>>>>

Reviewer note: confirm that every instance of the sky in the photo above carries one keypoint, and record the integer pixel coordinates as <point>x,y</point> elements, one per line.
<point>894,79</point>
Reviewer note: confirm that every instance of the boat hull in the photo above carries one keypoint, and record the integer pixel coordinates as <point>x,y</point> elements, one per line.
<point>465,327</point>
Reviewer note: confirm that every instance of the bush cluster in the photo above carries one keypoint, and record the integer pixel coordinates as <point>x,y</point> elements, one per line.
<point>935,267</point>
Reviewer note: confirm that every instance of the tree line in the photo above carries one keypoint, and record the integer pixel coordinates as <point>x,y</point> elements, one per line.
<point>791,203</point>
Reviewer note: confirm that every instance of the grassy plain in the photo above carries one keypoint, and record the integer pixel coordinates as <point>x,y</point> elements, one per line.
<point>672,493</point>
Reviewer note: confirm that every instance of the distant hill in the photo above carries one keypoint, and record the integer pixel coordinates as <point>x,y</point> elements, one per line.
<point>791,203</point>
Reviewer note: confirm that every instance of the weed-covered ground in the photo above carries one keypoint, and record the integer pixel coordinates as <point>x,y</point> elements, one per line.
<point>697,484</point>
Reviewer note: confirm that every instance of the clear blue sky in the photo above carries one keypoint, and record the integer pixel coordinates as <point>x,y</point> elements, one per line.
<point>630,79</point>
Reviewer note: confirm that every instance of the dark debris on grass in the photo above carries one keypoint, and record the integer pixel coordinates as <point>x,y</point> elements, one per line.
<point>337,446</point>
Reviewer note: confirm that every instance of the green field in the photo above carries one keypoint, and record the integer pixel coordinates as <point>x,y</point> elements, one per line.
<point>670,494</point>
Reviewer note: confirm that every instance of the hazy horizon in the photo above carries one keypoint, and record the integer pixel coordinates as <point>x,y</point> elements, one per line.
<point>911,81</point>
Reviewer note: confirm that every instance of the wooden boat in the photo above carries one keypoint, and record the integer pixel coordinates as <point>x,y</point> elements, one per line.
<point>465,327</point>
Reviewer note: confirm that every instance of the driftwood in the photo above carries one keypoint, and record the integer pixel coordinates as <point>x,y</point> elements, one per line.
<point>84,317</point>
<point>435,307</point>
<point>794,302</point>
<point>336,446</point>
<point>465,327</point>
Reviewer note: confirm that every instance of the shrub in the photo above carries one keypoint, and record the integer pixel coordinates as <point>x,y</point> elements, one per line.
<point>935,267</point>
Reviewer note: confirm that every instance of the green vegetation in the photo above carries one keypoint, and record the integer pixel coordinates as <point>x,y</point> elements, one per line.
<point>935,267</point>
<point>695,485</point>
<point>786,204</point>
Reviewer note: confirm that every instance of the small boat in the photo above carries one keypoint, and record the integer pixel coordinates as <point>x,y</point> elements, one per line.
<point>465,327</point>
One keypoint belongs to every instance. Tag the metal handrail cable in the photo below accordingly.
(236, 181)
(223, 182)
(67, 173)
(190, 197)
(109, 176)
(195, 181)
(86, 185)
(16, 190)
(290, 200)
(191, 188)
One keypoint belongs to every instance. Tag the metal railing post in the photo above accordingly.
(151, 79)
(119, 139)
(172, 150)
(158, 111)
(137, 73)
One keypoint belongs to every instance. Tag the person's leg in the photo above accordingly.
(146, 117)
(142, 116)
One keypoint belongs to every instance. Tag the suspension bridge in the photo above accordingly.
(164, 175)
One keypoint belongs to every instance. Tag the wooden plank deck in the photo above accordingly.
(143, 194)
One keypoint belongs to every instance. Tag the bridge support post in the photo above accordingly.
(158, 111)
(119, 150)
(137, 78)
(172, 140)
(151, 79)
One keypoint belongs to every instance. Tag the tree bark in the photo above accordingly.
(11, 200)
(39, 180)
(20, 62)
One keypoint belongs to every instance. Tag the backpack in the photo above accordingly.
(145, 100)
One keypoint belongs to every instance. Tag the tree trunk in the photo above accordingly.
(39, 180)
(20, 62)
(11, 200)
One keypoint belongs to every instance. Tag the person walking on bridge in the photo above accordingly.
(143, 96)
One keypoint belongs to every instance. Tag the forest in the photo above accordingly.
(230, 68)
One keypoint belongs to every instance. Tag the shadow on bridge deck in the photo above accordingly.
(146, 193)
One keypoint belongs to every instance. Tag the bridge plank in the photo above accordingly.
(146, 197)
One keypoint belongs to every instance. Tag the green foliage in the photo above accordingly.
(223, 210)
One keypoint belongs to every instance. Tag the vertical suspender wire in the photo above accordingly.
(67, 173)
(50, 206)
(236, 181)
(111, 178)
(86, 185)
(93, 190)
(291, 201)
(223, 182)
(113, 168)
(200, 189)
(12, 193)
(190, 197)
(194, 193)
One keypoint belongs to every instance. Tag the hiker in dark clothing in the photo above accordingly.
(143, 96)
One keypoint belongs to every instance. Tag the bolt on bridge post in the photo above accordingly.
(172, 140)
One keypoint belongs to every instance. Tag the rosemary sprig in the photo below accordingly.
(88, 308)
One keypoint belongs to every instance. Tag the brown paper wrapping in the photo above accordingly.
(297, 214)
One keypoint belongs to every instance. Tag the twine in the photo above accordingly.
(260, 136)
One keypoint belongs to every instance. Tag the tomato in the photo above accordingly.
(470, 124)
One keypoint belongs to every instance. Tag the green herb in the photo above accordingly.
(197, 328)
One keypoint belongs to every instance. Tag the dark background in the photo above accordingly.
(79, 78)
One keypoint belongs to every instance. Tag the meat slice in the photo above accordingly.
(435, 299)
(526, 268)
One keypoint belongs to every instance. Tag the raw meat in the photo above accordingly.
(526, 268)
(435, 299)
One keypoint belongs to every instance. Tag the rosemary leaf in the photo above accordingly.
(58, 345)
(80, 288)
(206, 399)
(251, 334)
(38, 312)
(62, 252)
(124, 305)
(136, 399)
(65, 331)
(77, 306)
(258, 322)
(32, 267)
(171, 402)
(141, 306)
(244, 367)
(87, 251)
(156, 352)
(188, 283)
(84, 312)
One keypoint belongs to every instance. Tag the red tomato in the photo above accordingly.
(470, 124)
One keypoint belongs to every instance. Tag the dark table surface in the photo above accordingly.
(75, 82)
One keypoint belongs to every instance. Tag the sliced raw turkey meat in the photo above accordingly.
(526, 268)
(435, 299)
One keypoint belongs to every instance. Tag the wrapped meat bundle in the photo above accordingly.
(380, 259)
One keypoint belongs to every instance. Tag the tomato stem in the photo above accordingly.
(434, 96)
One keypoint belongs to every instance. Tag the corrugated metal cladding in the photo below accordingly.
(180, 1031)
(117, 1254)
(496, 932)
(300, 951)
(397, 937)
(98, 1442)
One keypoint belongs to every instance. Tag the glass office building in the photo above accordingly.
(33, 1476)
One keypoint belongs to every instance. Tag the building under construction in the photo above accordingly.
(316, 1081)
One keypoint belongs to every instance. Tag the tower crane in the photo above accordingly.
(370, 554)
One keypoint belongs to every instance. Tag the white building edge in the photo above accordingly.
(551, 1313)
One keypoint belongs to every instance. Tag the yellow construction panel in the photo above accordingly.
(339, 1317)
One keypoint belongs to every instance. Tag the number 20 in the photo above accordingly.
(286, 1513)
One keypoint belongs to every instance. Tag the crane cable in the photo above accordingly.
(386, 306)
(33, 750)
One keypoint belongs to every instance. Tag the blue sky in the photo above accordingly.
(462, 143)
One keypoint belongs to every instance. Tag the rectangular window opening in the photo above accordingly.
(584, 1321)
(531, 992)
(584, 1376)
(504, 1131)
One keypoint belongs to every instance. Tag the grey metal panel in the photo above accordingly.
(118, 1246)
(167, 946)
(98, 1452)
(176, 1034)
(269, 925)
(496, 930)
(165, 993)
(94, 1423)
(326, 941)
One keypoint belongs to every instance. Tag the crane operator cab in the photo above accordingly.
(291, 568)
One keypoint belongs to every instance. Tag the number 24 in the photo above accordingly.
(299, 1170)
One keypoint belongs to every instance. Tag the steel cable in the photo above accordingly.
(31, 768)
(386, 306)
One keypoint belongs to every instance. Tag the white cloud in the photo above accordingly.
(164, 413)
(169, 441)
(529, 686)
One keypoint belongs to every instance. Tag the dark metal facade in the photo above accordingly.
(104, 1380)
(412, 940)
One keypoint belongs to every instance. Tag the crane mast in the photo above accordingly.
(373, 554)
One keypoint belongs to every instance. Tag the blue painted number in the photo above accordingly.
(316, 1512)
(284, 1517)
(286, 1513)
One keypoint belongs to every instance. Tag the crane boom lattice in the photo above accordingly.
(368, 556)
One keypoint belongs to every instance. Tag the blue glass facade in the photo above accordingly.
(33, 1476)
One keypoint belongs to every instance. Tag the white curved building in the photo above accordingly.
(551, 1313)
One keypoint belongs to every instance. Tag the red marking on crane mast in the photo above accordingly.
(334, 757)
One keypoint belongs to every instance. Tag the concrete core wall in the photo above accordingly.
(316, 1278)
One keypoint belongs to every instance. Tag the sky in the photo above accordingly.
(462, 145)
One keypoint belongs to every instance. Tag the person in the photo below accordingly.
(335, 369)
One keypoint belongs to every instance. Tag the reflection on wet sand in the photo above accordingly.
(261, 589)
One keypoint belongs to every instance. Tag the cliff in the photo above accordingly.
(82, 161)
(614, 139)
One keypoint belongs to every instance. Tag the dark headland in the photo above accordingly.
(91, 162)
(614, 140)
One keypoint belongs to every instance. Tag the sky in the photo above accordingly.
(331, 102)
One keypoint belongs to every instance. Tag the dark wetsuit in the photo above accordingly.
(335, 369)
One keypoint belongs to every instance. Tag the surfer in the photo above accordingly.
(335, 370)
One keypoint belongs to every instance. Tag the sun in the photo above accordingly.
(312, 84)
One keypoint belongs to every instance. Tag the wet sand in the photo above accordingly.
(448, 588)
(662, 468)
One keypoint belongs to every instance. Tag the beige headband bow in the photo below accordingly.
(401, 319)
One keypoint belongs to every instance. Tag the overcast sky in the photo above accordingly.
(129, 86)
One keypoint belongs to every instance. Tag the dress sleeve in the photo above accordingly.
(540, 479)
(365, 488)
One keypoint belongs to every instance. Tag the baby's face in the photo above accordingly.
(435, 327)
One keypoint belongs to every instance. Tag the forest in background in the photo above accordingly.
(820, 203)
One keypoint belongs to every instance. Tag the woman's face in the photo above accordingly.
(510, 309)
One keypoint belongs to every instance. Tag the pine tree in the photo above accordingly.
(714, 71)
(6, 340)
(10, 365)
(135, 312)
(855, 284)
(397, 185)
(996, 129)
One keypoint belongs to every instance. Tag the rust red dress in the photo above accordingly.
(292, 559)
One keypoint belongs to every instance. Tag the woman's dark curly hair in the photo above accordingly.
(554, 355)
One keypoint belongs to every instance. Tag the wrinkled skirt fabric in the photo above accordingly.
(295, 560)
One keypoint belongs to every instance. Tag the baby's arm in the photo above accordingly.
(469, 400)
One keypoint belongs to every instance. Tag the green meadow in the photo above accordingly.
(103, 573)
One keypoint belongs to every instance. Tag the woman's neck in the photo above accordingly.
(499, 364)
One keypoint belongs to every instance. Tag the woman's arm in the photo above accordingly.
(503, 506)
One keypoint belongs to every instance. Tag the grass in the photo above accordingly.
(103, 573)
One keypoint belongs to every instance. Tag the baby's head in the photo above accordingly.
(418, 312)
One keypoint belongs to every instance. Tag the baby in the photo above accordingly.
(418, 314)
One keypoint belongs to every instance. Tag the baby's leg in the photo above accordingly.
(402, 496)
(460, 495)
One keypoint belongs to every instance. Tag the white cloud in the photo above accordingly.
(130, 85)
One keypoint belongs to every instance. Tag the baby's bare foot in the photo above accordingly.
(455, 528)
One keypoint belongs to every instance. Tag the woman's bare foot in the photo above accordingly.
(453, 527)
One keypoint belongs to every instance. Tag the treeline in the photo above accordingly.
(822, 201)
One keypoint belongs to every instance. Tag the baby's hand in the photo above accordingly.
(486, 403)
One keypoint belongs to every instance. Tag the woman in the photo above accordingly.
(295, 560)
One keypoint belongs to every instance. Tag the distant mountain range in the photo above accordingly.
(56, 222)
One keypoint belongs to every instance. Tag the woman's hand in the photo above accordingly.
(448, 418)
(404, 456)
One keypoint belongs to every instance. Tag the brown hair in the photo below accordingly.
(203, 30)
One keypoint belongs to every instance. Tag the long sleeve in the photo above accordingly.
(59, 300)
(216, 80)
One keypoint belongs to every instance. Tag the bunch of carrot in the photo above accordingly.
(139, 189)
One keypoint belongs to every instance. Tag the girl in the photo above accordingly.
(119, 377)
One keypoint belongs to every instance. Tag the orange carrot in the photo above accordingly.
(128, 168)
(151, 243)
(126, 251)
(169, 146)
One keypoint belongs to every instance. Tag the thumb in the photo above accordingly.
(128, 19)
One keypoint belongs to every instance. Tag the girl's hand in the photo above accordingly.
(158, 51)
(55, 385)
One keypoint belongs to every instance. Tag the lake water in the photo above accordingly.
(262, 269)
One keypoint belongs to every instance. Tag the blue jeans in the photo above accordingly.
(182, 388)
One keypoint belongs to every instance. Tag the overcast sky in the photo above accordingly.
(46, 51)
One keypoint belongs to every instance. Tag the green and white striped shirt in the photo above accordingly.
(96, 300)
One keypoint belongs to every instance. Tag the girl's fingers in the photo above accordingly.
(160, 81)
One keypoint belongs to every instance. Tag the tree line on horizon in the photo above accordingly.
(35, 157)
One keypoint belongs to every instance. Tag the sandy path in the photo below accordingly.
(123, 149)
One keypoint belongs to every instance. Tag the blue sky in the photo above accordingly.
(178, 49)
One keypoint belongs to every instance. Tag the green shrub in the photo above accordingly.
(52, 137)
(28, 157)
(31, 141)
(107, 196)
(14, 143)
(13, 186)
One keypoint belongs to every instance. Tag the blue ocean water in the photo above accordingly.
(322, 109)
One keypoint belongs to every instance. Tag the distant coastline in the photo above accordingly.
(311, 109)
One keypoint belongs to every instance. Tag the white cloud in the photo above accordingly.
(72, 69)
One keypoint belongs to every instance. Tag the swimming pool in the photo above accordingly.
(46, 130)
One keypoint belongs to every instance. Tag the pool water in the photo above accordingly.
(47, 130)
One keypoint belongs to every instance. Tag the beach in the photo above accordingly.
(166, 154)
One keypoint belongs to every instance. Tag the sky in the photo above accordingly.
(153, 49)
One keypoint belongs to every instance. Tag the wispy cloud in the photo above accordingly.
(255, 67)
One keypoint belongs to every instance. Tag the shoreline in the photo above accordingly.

<<<<

What the task asks: Extract, unchanged, the closing run of lines that opens with the line containing "One keypoint belongs to every instance. Tag the swimming" and ends with the last line.

Response for this exercise:
One keypoint belongs to every instance. Tag the swimming pool in the photo above accordingly.
(46, 130)
One keypoint belongs to every instance. Tag the pool water in the photo above accordingly.
(47, 130)
One keypoint belongs to every instance. Tag the beach in the photo above accordingly.
(166, 154)
One keypoint belongs to every instance. Tag the sky in the photo above accordingly.
(153, 49)
One keypoint belongs to every instance. Tag the wispy cloud in the photo above accordingly.
(255, 67)
One keypoint belongs to every instance. Tag the shoreline in the photo above accordingly.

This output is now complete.